**Page**
_ _ _
The first residual pressure release port 71 is disposed so as to satisfy the condition of Formula (2). That is, the first residual pressure release port 71 is disposed at the center of the first region 50 in the radial direction. This configuration can appropriately reduce the pressure of the hydraulic oil in the cylinder bore 12 in a state where the cylinder port 20 faces the first region 50.


The second residual pressure release port 72 includes: the second residual pressure release port 72i disposed on the inner side of the first residual pressure release port 71 in the radial direction; and the second residual pressure release port 72o disposed on the outer side of the first residual pressure release port 71 in the radial direction. By discharging the hydraulic oil individually from the first residual pressure release port 71, the second residual pressure release port 72i, and the second residual pressure release port 72o, the pressure of the hydraulic oil in the cylinder bore 12 is appropriately reduced in a state where the cylinder port 20 faces the first region 50.


The first residual pressure release port 71, the second residual pressure release port 72i, and the second residual pressure release port 72o satisfy the condition of Formula (3). This configuration can appropriately reduce the pressure of the hydraulic oil in the cylinder bore 12 in a state where the cylinder port 20 faces the first region 50.


In the circumferential direction, a distance between the top dead center position 51 and the first residual pressure release port 71 is shorter than a distance between the top dead center position 51 and the second residual pressure release port 72. That is, the first residual pressure release port 71 is disposed on the rear side of the second residual pressure release port 72 in the rotational direction. This configuration can reduce the pressure of the hydraulic oil in the cylinder bore 12 stepwise in a state where the cylinder port 20 faces the first region 50. This leads to effective suppression of the occurrence of the cavitation phenomenon.


The size of the first residual pressure release port 71 is smaller than the size of the second residual pressure release port 72. Therefore, the pressure of the hydraulic oil in the cylinder bore 12 decreases by the first predetermined amount and thereafter decreases by the second predetermined amount larger than the first predetermined amount. Since the cylinder port 20 faces the low pressure port 40 after the pressure of the hydraulic oil in the cylinder bore 12 decreases by the first predetermined amount and the second predetermined amount, the pressure of the hydraulic oil in the cylinder bore 12 is appropriately reduced. This leads to effective suppression of the occurrence of the cavitation phenomenon.
_ _ _
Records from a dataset
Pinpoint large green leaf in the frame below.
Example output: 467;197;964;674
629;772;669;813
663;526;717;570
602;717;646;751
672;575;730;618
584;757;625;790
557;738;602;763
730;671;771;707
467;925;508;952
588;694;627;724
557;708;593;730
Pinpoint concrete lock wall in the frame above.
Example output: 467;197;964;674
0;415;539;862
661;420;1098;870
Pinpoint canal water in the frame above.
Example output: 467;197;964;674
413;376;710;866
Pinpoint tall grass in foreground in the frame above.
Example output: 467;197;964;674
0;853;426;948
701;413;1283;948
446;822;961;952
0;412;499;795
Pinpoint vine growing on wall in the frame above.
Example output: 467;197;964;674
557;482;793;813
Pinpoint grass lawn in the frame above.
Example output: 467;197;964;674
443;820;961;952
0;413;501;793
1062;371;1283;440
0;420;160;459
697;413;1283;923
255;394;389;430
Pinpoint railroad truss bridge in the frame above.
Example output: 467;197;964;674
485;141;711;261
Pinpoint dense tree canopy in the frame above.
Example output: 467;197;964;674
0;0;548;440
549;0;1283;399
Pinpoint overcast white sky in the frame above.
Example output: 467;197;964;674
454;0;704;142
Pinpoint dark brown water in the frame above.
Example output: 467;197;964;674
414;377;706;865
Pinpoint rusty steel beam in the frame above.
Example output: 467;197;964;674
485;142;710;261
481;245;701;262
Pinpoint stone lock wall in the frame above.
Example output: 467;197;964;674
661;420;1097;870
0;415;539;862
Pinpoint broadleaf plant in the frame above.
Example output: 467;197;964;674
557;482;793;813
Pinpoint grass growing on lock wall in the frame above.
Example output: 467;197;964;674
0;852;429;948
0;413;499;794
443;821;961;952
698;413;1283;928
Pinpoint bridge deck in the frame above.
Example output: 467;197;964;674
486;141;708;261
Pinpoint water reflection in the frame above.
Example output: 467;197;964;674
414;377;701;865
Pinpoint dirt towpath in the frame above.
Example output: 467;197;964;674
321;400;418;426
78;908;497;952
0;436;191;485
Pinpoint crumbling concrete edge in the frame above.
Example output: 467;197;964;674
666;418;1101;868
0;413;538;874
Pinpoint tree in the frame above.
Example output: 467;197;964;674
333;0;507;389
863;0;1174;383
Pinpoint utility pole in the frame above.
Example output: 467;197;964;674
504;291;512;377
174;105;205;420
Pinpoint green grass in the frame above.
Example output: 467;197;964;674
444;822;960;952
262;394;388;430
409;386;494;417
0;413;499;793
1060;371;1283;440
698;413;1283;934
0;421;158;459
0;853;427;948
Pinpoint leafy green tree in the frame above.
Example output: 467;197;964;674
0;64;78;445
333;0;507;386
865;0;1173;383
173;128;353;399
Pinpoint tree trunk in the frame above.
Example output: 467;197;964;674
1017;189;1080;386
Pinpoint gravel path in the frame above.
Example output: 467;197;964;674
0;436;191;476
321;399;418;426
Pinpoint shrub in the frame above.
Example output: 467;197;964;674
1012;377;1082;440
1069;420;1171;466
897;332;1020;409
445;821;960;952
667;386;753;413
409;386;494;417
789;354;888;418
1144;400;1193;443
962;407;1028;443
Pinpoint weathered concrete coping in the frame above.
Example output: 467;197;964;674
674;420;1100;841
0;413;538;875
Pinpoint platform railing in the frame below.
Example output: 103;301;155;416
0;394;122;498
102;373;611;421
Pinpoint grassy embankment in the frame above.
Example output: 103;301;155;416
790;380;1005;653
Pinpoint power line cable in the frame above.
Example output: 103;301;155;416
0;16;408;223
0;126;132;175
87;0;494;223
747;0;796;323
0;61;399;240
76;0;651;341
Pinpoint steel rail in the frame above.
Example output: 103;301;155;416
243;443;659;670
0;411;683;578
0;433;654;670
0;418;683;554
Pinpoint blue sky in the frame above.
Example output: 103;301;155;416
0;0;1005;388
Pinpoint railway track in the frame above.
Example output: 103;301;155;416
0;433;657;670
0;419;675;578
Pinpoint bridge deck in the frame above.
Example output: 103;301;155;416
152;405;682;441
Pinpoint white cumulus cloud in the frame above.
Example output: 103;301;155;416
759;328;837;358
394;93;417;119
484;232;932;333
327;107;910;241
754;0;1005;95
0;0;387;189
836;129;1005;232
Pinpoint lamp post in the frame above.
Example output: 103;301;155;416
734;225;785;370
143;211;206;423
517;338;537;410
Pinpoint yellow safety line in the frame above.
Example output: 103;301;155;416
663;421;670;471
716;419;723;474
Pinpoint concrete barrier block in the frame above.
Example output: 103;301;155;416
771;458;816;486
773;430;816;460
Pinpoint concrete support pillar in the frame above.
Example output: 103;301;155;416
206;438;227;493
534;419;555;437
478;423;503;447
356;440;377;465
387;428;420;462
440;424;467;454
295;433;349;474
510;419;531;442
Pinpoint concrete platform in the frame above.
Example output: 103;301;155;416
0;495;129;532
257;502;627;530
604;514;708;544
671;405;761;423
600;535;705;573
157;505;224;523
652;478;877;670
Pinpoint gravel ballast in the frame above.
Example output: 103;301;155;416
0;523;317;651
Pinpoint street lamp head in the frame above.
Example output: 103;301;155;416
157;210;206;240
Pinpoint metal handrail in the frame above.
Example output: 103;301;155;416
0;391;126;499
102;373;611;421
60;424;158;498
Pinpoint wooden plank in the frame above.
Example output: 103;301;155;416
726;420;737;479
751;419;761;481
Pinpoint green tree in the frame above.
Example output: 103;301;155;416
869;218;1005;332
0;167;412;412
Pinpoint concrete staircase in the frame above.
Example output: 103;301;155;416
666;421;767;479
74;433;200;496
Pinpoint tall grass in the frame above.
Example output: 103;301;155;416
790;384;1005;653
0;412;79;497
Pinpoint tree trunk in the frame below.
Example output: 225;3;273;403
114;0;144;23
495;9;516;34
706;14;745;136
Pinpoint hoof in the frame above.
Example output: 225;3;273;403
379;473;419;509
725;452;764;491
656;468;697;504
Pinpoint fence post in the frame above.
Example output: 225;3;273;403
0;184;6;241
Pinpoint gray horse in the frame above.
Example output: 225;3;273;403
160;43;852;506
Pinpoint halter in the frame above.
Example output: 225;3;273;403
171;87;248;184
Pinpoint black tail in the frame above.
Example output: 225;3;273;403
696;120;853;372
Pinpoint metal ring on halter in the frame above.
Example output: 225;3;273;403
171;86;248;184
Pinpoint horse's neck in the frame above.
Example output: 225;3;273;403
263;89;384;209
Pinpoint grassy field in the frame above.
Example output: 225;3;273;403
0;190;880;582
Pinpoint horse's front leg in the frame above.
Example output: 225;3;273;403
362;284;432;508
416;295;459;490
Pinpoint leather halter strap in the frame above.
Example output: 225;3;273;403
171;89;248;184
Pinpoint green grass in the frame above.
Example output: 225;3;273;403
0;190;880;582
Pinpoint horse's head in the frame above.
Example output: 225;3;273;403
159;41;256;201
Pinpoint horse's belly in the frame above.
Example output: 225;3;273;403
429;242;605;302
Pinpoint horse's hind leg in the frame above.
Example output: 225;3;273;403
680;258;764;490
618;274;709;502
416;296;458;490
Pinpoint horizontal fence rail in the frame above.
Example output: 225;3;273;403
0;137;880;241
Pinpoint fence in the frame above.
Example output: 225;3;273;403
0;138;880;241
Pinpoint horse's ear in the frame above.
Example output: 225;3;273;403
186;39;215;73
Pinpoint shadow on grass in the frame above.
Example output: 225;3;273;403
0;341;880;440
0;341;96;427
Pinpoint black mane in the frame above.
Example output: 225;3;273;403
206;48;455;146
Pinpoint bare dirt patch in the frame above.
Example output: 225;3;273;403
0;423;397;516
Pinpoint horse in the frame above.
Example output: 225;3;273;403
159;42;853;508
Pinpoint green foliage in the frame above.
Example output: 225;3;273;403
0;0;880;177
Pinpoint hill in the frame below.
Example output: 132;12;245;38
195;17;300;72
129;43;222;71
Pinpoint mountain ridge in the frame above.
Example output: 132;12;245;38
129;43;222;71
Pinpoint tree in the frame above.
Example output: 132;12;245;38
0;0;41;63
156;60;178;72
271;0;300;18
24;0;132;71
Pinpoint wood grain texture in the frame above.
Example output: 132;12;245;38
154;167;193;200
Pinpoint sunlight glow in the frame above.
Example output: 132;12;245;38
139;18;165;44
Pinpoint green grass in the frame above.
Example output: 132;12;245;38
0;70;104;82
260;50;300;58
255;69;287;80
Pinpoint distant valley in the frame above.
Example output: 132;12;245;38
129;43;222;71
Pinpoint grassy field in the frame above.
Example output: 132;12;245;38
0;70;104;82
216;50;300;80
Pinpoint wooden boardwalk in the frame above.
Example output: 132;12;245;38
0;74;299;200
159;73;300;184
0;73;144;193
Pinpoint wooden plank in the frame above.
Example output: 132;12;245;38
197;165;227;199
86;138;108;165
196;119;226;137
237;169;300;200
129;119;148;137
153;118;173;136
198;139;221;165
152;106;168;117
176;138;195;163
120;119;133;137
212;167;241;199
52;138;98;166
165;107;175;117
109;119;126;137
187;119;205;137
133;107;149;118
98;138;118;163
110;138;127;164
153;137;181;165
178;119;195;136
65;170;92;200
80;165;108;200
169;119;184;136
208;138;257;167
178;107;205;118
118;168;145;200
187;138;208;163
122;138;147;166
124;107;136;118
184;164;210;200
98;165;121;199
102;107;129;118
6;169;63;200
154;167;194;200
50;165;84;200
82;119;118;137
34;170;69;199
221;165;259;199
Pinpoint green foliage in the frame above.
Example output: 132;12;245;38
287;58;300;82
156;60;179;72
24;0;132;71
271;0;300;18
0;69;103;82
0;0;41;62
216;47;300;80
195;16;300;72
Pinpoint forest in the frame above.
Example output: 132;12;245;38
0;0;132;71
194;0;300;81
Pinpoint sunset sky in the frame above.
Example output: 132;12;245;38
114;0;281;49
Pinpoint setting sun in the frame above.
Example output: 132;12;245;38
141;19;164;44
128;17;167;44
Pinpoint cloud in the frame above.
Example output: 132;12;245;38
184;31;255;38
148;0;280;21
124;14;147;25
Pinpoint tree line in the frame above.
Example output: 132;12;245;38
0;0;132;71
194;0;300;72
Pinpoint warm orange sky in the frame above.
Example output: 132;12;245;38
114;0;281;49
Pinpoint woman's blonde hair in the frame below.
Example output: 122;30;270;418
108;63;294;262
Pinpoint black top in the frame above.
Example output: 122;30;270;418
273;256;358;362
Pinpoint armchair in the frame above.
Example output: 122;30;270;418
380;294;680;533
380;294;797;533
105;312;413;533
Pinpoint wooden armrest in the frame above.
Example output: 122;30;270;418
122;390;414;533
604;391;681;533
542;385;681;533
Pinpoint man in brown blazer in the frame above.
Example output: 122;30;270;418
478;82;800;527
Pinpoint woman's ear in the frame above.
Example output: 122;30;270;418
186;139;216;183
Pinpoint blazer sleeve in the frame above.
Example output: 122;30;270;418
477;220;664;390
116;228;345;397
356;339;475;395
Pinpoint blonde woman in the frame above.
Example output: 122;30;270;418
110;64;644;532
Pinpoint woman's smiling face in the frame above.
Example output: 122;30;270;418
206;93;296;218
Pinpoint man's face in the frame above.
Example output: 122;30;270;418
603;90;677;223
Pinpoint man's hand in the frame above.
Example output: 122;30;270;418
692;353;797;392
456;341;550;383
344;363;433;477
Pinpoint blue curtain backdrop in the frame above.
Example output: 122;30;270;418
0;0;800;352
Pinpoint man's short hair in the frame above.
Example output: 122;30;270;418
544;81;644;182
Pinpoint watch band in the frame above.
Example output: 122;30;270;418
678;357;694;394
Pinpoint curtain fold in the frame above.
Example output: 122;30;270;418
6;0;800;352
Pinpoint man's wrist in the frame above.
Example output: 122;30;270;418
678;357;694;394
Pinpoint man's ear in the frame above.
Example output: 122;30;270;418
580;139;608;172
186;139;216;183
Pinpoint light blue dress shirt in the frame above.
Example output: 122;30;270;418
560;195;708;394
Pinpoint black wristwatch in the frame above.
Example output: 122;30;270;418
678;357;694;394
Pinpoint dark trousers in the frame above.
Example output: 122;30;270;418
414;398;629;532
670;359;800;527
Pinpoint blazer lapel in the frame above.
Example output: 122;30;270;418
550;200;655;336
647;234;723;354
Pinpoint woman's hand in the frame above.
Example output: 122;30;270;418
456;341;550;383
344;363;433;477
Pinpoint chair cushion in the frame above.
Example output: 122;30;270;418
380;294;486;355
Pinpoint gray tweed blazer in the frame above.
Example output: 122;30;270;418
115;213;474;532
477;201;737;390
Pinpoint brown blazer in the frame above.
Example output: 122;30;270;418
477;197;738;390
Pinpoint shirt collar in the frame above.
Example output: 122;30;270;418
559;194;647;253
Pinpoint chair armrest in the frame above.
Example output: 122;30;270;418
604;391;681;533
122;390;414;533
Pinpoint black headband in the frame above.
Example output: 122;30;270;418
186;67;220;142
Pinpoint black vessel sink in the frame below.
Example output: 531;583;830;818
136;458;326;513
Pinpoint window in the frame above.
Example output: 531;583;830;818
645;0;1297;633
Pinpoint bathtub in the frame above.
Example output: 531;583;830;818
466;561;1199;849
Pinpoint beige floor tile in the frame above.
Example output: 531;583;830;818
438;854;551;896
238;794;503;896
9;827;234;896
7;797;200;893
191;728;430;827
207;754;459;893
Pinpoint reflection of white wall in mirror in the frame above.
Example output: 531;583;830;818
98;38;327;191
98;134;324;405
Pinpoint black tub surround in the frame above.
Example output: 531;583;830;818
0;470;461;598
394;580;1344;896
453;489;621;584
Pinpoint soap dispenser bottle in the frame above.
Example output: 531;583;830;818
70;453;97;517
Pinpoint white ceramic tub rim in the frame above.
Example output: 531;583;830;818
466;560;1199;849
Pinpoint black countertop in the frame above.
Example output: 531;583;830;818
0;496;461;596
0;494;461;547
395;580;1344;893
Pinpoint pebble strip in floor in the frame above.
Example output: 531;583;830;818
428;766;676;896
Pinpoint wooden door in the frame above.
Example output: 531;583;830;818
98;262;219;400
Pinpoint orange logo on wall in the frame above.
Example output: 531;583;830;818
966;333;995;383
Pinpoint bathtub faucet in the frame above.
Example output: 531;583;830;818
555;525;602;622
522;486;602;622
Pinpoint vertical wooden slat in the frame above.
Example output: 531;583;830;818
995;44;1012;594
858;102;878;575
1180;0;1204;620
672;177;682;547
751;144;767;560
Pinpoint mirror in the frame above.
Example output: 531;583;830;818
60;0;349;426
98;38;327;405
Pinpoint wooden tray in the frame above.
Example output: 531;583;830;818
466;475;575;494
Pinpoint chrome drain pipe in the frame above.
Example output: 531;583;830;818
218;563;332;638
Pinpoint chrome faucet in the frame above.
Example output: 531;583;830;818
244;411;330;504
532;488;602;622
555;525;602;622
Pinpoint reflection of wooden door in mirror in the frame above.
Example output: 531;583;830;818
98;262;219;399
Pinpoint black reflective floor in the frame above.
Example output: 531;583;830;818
_ _ _
**Goal**
Decide whether each statement agrees with the port description: (a) the first residual pressure release port 71 is larger than the second residual pressure release port 72; (b) the first residual pressure release port 71 sits at the center of the first region 50 in the radial direction; (c) in the circumferential direction, the first residual pressure release port 71 is closer to the top dead center position 51 than the second residual pressure release port 72 is. For each, answer yes or no and quote the deciding words of the text.

**The response**
(a) No: "The size of the first residual pressure release port 71 is smaller than the size of the second residual pressure release port 72."
(b) Yes: "the first residual pressure release port 71 is disposed at the center of the first region 50 in the radial direction."
(c) Yes: "a distance between the top dead center position 51 and the first residual pressure release port 71 is shorter than a distance between the top dead center position 51 and the second residual pressure release port 72."